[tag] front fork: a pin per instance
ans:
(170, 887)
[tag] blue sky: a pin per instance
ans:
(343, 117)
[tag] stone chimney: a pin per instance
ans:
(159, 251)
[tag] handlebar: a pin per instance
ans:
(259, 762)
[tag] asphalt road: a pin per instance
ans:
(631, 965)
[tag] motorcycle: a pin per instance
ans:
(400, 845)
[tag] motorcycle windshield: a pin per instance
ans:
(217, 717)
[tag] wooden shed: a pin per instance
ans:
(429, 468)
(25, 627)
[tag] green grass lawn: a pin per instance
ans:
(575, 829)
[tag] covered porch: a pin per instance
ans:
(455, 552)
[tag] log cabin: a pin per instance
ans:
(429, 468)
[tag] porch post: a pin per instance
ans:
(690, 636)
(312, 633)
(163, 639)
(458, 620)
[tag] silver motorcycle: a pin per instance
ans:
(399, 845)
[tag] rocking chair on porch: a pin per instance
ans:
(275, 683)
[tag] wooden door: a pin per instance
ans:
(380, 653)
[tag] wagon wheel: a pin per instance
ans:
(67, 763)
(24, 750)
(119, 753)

--

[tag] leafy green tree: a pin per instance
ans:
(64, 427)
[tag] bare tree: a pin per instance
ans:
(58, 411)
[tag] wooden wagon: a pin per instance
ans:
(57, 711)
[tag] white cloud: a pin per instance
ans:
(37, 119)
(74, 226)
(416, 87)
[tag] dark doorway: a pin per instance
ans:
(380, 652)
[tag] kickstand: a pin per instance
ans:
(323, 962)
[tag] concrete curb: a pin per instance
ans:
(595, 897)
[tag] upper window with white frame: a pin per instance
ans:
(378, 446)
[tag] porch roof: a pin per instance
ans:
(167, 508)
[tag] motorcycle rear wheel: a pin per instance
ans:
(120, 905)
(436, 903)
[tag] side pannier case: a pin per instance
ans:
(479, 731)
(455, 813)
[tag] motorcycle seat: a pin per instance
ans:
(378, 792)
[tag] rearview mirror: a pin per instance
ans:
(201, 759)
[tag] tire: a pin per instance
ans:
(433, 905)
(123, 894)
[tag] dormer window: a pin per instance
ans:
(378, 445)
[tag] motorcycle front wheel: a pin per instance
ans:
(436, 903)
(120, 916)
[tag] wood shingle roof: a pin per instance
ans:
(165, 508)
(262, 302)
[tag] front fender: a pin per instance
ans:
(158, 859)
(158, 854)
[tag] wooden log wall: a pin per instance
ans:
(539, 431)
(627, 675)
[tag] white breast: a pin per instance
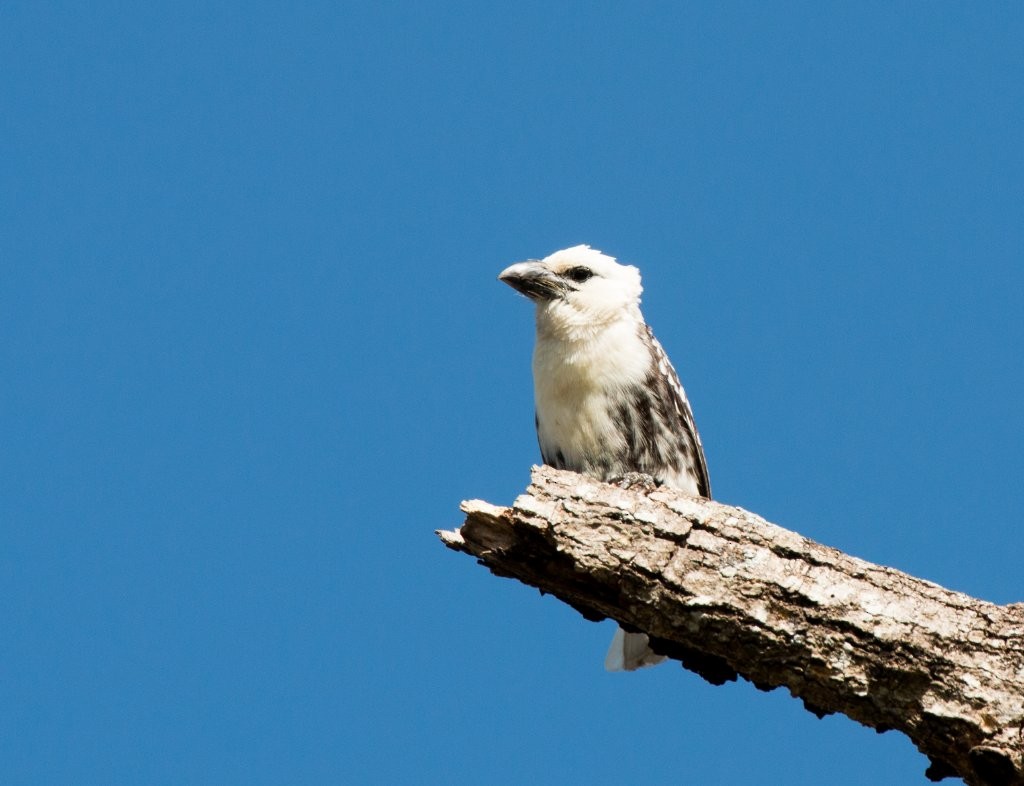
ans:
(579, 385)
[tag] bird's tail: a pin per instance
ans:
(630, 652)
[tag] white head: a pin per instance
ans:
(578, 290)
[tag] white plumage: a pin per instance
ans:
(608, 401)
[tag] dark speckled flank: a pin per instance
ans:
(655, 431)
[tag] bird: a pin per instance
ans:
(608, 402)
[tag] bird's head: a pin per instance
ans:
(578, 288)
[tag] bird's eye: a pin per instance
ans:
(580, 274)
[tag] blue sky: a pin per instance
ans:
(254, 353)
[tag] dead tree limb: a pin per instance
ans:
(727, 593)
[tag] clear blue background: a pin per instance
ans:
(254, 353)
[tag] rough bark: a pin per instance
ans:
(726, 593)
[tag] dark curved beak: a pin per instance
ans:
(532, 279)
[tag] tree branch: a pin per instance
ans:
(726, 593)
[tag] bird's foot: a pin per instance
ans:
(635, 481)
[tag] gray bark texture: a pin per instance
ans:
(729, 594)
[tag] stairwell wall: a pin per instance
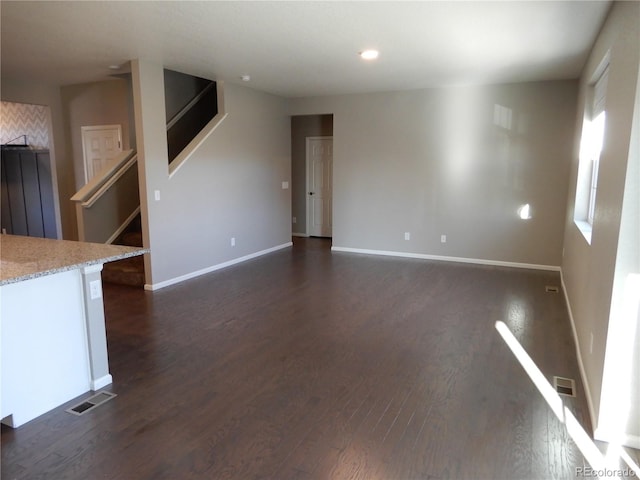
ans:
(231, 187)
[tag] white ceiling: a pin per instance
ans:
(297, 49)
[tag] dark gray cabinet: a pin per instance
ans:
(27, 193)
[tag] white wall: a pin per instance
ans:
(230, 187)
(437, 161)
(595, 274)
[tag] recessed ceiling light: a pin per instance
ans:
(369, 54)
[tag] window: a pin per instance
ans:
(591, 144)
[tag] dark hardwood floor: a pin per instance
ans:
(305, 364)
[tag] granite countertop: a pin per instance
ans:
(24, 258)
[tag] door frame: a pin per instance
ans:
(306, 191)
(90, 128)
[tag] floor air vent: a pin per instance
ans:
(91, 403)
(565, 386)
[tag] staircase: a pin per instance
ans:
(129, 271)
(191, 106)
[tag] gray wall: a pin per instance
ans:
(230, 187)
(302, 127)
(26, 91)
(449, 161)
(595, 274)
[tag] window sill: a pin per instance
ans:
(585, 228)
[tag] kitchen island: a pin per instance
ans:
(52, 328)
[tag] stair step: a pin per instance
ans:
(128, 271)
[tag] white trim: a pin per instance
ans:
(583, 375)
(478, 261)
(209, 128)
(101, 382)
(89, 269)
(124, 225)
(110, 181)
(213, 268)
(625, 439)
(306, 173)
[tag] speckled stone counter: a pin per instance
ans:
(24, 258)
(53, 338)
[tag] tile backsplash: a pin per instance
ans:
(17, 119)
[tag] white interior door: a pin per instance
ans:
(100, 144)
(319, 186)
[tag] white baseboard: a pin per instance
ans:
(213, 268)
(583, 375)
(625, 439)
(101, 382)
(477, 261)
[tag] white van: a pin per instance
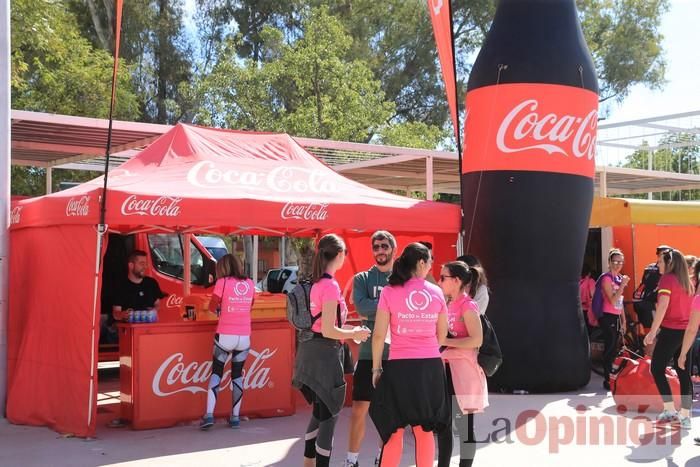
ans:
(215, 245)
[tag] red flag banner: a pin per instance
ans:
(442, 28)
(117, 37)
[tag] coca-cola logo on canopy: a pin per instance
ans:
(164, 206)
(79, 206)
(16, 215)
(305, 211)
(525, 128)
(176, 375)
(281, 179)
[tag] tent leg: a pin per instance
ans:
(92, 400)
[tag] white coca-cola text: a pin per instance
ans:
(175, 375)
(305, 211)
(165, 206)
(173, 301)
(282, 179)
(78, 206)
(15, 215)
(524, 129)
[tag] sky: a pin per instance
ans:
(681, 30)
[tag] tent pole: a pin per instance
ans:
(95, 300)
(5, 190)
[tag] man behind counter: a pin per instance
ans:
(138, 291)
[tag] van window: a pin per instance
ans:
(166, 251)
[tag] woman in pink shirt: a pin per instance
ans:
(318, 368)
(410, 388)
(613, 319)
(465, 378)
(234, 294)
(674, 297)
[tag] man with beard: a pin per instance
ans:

--

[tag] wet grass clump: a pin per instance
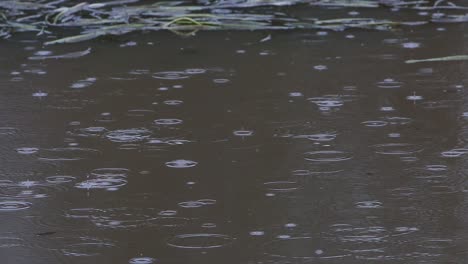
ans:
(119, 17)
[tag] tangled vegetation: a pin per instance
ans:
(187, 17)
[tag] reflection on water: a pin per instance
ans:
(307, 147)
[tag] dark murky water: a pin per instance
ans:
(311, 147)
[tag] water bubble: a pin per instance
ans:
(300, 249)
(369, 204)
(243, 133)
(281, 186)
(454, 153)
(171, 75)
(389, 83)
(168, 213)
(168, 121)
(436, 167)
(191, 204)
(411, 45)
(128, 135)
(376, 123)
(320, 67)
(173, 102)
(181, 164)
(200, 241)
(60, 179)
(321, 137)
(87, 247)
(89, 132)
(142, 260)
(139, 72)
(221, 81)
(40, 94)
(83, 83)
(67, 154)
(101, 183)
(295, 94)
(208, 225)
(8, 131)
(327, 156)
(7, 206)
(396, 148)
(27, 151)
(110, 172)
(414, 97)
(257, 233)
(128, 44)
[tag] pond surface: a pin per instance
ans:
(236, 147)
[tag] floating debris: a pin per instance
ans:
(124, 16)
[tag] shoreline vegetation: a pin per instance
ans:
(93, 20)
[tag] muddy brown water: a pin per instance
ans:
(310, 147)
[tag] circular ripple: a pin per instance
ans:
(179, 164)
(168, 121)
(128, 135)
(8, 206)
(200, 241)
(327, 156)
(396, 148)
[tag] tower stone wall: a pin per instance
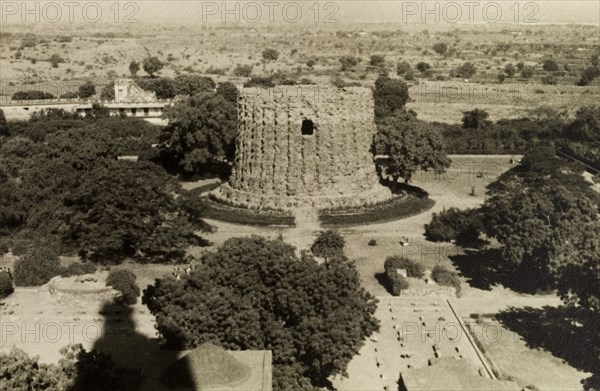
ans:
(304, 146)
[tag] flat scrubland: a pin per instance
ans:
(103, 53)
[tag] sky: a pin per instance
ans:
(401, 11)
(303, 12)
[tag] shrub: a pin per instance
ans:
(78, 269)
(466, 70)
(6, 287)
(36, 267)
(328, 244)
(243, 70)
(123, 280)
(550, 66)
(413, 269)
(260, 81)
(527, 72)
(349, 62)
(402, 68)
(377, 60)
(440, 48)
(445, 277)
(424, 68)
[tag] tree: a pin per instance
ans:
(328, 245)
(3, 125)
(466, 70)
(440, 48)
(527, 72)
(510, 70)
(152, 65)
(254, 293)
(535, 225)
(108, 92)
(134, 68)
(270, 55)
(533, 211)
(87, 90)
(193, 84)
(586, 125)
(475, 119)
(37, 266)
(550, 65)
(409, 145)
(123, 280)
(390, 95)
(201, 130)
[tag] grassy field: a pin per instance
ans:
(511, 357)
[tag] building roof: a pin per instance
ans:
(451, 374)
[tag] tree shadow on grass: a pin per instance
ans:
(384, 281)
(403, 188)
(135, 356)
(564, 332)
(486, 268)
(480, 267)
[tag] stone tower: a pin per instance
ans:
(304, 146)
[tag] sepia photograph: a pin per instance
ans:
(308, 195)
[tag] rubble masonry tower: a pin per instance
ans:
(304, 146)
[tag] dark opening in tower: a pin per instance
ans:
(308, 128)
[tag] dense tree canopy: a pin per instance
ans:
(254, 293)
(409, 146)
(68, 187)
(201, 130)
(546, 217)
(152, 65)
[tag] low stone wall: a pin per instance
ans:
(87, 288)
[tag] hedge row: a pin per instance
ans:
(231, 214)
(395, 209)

[WHAT TO DO] From the listing, count how many lines contain the string "ceiling", and answer with the number by itself.

[RESULT OF THE EXERCISE] 2